(Recorded data):
--- begin ---
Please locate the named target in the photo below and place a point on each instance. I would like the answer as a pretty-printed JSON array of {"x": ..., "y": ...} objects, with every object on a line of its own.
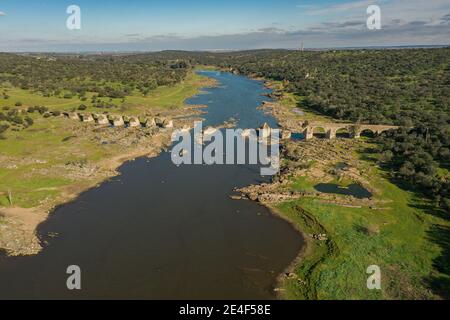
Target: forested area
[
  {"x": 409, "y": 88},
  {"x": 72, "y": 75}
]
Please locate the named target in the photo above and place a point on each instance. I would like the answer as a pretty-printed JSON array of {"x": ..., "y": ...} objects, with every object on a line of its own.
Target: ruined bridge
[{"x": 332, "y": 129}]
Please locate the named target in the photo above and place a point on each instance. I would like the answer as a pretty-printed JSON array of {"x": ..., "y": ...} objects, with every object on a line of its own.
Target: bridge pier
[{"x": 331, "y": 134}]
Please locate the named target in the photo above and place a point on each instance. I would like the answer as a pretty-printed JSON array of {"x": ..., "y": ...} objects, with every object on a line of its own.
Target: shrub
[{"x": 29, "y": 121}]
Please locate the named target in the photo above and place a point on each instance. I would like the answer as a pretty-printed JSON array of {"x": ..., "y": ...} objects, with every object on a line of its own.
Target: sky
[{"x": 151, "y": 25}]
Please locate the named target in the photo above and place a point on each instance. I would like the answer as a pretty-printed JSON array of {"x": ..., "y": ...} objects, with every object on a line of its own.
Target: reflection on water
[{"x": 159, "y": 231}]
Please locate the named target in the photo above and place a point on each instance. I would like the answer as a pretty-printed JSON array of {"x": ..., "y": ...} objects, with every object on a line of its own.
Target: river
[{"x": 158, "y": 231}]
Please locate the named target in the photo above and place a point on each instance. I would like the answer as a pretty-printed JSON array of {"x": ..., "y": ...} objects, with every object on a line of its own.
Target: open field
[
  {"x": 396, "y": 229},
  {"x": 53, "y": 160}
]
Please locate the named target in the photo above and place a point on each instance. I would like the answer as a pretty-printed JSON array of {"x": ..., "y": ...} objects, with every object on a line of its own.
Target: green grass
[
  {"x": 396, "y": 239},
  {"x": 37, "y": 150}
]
--- end ---
--- begin ---
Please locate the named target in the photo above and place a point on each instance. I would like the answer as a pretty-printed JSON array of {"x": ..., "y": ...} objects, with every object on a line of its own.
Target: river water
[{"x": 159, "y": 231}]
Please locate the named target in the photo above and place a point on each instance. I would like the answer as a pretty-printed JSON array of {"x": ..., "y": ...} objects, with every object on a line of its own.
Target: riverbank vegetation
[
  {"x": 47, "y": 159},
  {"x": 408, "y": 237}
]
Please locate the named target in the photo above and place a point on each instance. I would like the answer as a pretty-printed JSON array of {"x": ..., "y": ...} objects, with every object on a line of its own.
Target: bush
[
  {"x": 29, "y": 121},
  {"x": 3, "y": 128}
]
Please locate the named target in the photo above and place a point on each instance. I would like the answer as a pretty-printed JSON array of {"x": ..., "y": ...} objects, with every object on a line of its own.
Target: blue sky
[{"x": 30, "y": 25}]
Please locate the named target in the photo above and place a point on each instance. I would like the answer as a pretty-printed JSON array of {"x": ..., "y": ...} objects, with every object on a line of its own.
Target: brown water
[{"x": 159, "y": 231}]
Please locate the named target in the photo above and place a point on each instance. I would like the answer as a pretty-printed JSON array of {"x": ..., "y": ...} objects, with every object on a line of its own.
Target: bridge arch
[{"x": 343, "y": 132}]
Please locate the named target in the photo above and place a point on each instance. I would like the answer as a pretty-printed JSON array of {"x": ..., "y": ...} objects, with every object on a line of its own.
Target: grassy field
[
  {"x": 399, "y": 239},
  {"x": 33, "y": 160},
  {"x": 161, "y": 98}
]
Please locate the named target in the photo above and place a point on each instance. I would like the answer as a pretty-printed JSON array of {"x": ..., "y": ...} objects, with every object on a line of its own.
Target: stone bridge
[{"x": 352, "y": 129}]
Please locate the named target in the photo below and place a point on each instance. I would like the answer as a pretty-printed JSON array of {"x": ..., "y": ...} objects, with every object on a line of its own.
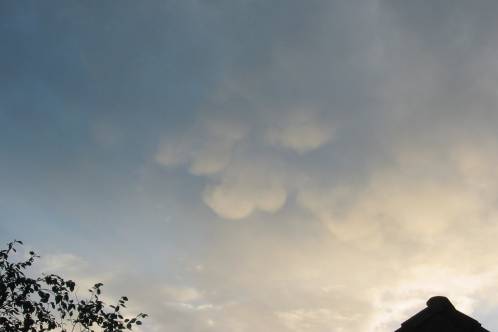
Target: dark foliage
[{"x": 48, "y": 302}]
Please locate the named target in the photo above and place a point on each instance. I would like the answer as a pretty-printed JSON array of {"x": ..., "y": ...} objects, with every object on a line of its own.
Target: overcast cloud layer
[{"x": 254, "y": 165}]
--- end ---
--- begin ---
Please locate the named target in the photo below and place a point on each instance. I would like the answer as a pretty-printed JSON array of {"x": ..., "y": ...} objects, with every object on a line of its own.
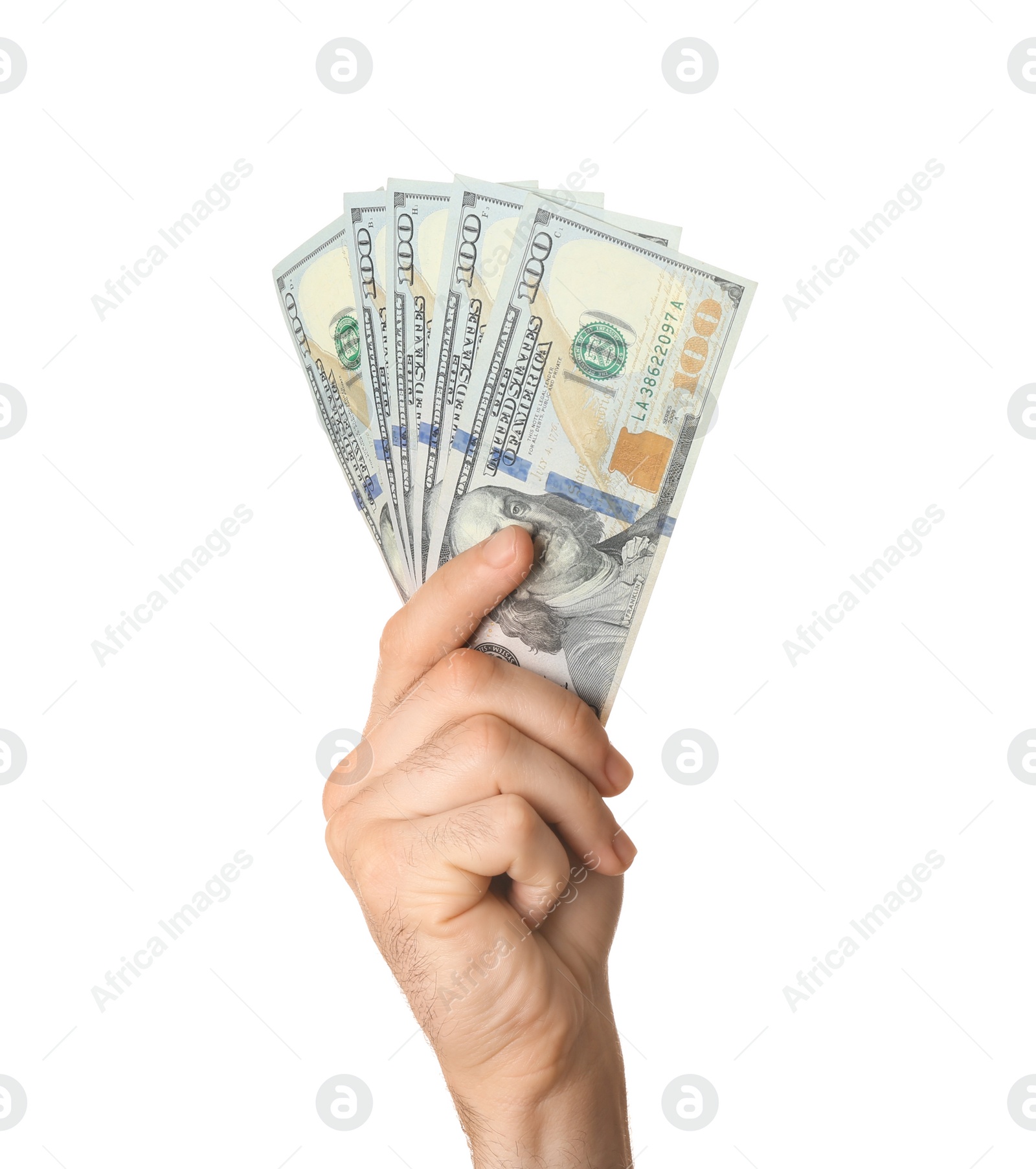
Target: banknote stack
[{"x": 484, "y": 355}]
--- end ---
(What is asked): Please show every line of the material above that contains the string "water". Case counts.

(Solution to this task):
Target: reflection on water
Target: river water
Target: brown water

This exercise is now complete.